_ФРАГМЕНТ ТЕКСТА_.

Помню яркий мартовский день, когда в лужах отражалось солнце, воробьи шумно радовались приходу весны, вдоль трамвайных рельсов текли мутные ручьи. У большого окна — витрины охотничьего магазина, где стояли пропыленные чучела красноголового нырка и чомги, лежали патронташ с поблескивающими головками латунных гильз, ягдташ и висела рыболовная сеть, собралась небольшая группа мужчин. Стоя тесным кружком, они громко обсуждали особенности весны, радовались предстоящему началу охотничьего сезона, доказывали друг другу достоинства тех или иных угодий, куда намеревались отправиться. Весенняя охота в то время разрешалась с прилета и, как правило, до 10 мая, в зависимости от особенностей весны. Вышедший из магазина Евгений Васильевич со смехом воскликнул: «Ну, токовики собрались!»

Почти полвека минуло, а я помню лица ушедших в мир иной охотников, ружья, которые приходилось держать в руках. Иногда попадались очень любопытные ружья. Одно такое я приобрел. Двустволка с замками в шейку, курки изогнуты с наклоном вперед. В стволах из дамасской стали было по четыре прямых нареза. Открывалось ружье путем отведения цевья в сторону. На прицельной планке была надпись «Хофель-Майер в Кракове». Но бой его меня разочаровал. Оно было подарено мной впоследствии одному из сокурсников, которого я пытался приобщить к охоте. Но не всем дано быть охотниками — товарищ вскоре его благополучно утопил. Думаю, что сейчас это ружье нашло бы достойное место в музее.

_ЧТО НУЖНО СДЕЛАТЬ_.
До какого числа, согласно фрагменту текста, обычно разрешалась весенняя охота в то время?

_НАБОР ЗАПИСЕЙ_.
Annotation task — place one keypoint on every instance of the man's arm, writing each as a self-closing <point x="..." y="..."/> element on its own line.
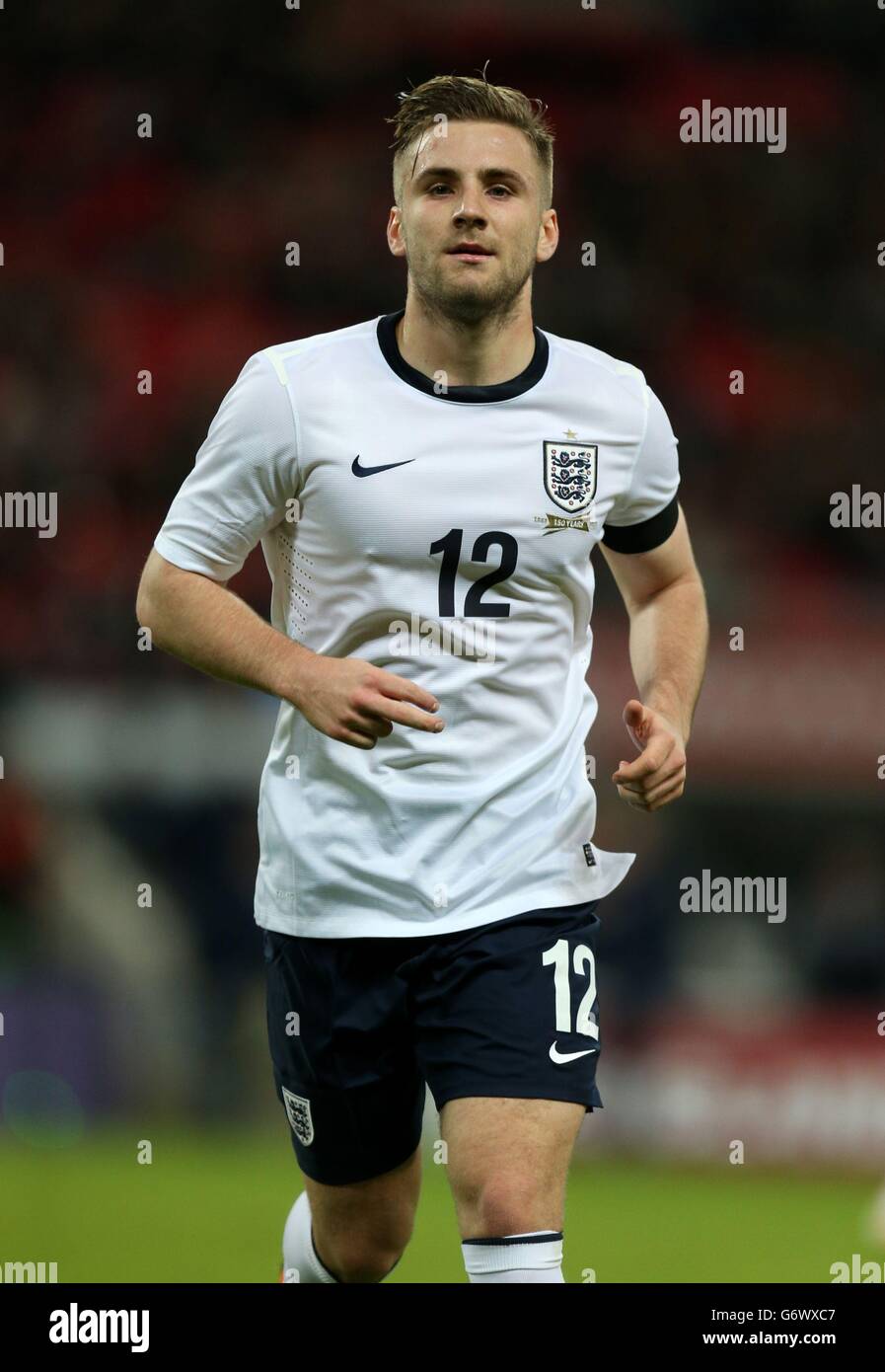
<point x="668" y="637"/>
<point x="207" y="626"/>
--
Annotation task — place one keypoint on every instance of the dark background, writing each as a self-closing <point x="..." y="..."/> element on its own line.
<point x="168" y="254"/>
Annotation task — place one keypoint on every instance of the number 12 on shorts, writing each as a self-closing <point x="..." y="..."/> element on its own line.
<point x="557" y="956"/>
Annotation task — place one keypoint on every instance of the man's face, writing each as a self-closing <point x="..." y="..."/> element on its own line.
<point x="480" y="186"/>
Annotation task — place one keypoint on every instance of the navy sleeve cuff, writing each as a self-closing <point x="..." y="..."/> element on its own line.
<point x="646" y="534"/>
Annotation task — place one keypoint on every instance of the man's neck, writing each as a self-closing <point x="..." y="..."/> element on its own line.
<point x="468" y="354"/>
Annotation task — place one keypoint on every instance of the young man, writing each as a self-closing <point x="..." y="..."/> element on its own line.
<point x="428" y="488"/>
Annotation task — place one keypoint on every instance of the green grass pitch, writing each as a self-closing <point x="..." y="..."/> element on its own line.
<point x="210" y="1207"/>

_ВЫПОЛНЕННОЕ ЗАДАНИЕ_.
Весенняя охота тогда разрешалась, как правило, до 10 мая.